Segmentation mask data
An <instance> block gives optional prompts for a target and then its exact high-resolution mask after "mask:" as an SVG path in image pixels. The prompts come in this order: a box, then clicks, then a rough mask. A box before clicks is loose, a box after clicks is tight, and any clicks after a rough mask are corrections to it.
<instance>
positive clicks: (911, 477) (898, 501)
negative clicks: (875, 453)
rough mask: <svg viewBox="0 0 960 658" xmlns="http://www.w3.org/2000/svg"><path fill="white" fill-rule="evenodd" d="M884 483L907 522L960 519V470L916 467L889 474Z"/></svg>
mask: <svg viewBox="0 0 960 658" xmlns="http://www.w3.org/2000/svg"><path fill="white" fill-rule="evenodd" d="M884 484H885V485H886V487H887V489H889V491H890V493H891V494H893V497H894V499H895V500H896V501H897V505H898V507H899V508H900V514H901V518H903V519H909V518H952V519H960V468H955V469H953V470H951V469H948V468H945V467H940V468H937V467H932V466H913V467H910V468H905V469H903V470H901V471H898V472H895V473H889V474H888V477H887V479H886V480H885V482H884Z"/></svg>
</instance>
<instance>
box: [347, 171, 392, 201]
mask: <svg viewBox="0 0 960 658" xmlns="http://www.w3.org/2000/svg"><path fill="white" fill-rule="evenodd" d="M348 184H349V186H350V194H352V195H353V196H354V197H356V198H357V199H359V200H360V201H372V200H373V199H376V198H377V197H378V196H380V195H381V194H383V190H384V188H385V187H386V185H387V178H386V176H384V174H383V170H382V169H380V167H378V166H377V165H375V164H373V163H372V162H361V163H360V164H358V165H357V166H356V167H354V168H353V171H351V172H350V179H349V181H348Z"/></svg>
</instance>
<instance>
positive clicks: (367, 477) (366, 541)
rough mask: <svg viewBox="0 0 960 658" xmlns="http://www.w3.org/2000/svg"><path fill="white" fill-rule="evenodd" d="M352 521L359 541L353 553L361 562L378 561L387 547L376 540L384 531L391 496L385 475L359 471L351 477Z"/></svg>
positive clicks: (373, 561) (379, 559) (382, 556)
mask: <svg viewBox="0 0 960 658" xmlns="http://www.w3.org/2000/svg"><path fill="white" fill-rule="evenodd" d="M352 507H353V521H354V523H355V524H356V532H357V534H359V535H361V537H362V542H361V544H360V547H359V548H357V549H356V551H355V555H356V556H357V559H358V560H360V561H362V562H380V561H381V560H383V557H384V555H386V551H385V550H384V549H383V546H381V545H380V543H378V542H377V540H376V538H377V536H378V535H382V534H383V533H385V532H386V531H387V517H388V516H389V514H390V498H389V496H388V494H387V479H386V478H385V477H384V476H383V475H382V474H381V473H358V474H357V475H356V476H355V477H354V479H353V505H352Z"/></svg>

Your task
Starting with the first line of the entries, transcribe every line up to and including the one with "negative clicks: (875, 453)".

Written answer
An <instance> block gives optional prompts for a target and then its exact high-resolution mask after "mask:" as an SVG path in image pixels. The prompts come in this order: a box, then clicks, then a rough mask. A box before clicks is loose, a box after clicks is tight, and any clicks after a rough mask are corrections to it.
<instance>
positive clicks: (911, 477) (898, 501)
negative clicks: (875, 453)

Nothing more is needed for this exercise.